→ **EXTRACTED TEXT**
And I’m not saying I’m not keeping Philip’s spirit alive, but it’s more of a by-product than a goal, which makes it no less valuable. I’m writing for me, and if you get a sense of who Philip is through what I say, it’s because he is my muse and he’s helping me get to the truth that I’m trying so hard to recognize.
I don’t consider this blog a legacy for Philip, or for me. Much as it hurts to know Philip will live on for no one else the way he lives on with me, that’s not going to matter to me when I die. It’s now that I need to make matter, because now is where my experience is. I’m not concerned about being remembered after my death, because the only thing that’s going to matter when I die is what’s essential. And I don’t know what that is, but I bet it’s not the boxes of photos in my attic or the binders full of my writing. I know Natalie will always remember me. People who love me will remember me the way people who love Philip will remember him. Then one day they won’t because we’ll have faded into time. That’s the truth of life going on. However long I am or am not remembered after I die changes nothing.
There was an evening last week where gray, saturated clouds crowded the sky and trees danced frantically in a whirring wind. I took my dogs for a walk because if a storm was coming, I wanted to be part of it. When I reached the corner, I stopped and looked up. Philip, where are you? I asked. I’m right here, mom, he answered, like he always does. Do the clouds have something to say to me? Just watch, he said. So I watched for a while, watched one tiny puff of white cloud holding its own among the gray, and there it was again – Light vs. Dark, the unending story. And he wanted me to think about that vast, unknowable space that we can’t live without. There would be nothing if there was no space because where could anything be? But what’s it mean, I asked him? What is this? Think about it mom, he said. Just keep thinking.
Next day I saw my neighbor, a woman I haven’t spoken to often, but who’s easy to approach and quick to ask how you are. Our dogs sniffed around while we talked about the garden apartments we live in, and I was surprised to hear her say she wanted to move, that there were things about the place that were troubling her. I’d like to move back to Montclair, I told her. But here I am for now, so I try to make my apartment what I want it to be, because that’s what matters most about this place. She looked at me a moment. “You know, I saw you the other day,” she said. “I was outside, and I was really cranky about all this. You were standing across the street, looking at the sky. You looked so peaceful, so full of serenity. I watched you a while, then I went inside. And I felt better.”
I’d say that’s one hell of a by-product.

→ **REQUESTS**
1. Copy out the blog excerpt about Philip word for word, everything from "There was an" down to "Just keep thinking.".
2. In the blog excerpt about Philip, where does the writer tell the neighbor they would like to move back to?

→ **RECORDS**
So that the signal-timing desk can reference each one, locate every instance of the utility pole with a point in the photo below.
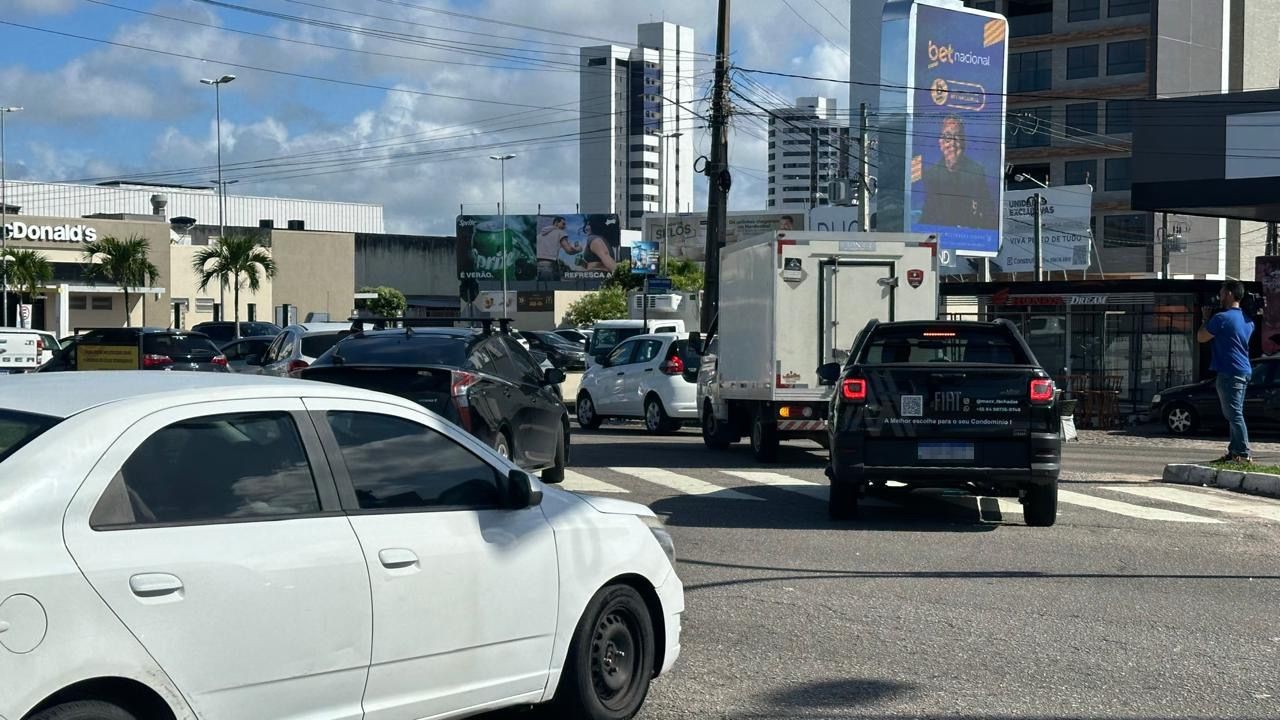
(864, 169)
(1040, 238)
(717, 172)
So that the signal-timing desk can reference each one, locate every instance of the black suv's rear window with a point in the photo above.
(19, 428)
(400, 349)
(178, 345)
(942, 343)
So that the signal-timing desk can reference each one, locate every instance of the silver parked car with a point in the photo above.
(297, 347)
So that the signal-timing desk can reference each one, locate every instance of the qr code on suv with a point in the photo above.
(913, 405)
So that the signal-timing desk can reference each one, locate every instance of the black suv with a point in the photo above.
(138, 349)
(481, 381)
(224, 331)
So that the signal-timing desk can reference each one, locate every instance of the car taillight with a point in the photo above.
(1042, 391)
(460, 383)
(854, 390)
(672, 367)
(156, 360)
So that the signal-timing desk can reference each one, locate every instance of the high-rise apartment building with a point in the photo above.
(808, 150)
(638, 124)
(1075, 68)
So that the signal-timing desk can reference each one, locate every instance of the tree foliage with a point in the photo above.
(607, 304)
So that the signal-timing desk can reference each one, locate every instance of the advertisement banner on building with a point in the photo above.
(1065, 237)
(1267, 273)
(538, 247)
(689, 229)
(956, 128)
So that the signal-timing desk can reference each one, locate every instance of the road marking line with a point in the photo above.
(1206, 501)
(682, 483)
(577, 482)
(784, 482)
(1130, 510)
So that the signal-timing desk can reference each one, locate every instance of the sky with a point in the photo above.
(391, 101)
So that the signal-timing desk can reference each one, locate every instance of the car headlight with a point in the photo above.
(662, 536)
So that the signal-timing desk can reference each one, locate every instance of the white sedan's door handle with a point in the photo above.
(397, 557)
(155, 584)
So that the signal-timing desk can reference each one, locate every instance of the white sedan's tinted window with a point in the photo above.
(400, 465)
(216, 468)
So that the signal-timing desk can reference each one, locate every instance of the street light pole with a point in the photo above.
(4, 218)
(222, 188)
(666, 208)
(502, 163)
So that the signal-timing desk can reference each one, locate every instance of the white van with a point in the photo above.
(21, 351)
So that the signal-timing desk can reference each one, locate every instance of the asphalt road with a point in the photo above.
(1153, 606)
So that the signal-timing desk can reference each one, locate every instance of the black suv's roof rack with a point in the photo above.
(485, 324)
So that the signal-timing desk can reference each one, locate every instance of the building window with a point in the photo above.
(1121, 8)
(1127, 58)
(1082, 119)
(1082, 62)
(1080, 10)
(1029, 17)
(1080, 172)
(1031, 71)
(1037, 172)
(1127, 231)
(1029, 127)
(1118, 174)
(1119, 117)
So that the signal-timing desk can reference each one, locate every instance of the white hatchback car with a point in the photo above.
(649, 377)
(224, 547)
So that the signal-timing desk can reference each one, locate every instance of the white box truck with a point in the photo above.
(790, 302)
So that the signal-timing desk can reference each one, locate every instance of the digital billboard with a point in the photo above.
(955, 127)
(545, 249)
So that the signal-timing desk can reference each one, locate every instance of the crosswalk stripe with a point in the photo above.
(1207, 500)
(782, 482)
(577, 482)
(681, 483)
(1130, 510)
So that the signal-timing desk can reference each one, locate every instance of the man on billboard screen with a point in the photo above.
(958, 128)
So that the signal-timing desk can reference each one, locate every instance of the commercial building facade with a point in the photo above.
(632, 100)
(809, 147)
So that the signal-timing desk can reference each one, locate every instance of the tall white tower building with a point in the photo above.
(632, 101)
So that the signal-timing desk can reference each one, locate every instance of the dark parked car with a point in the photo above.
(1187, 409)
(566, 355)
(138, 349)
(224, 331)
(246, 351)
(483, 381)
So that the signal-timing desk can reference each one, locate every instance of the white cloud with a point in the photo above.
(419, 180)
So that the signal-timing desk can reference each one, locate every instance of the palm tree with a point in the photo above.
(238, 260)
(122, 263)
(28, 269)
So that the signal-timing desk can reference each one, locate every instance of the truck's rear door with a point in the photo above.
(951, 395)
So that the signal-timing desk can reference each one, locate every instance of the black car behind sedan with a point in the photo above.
(1187, 409)
(484, 382)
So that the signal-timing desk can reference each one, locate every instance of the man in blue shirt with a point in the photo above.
(1229, 333)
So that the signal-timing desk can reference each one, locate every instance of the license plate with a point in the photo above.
(945, 451)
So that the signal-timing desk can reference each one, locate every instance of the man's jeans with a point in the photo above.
(1230, 393)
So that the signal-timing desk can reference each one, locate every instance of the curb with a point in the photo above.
(1255, 483)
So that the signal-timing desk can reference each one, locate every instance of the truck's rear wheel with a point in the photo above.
(1040, 505)
(764, 438)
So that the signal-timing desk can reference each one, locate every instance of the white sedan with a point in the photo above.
(645, 377)
(229, 547)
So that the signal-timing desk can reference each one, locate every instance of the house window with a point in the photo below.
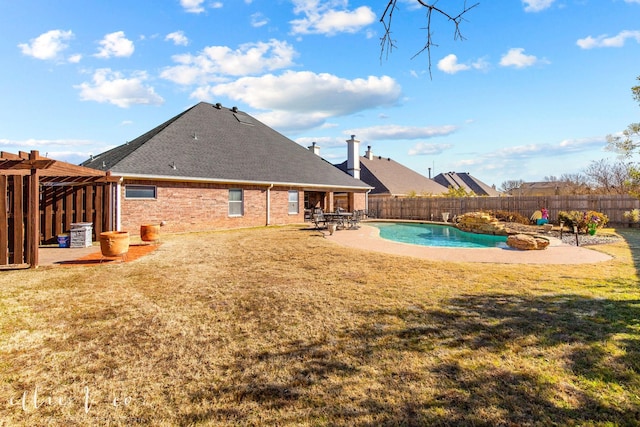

→ **FINAL RESULTS**
1.
There was an evening last week where gray, saturated clouds crowded the sky and trees danced frantically in a whirring wind. I took my dogs for a walk because if a storm was coming, I wanted to be part of it. When I reached the corner, I stopped and looked up. Philip, where are you? I asked. I’m right here, mom, he answered, like he always does. Do the clouds have something to say to me? Just watch, he said. So I watched for a while, watched one tiny puff of white cloud holding its own among the gray, and there it was again – Light vs. Dark, the unending story. And he wanted me to think about that vast, unknowable space that we can’t live without. There would be nothing if there was no space because where could anything be? But what’s it mean, I asked him? What is this? Think about it mom, he said. Just keep thinking.

2. Montclair.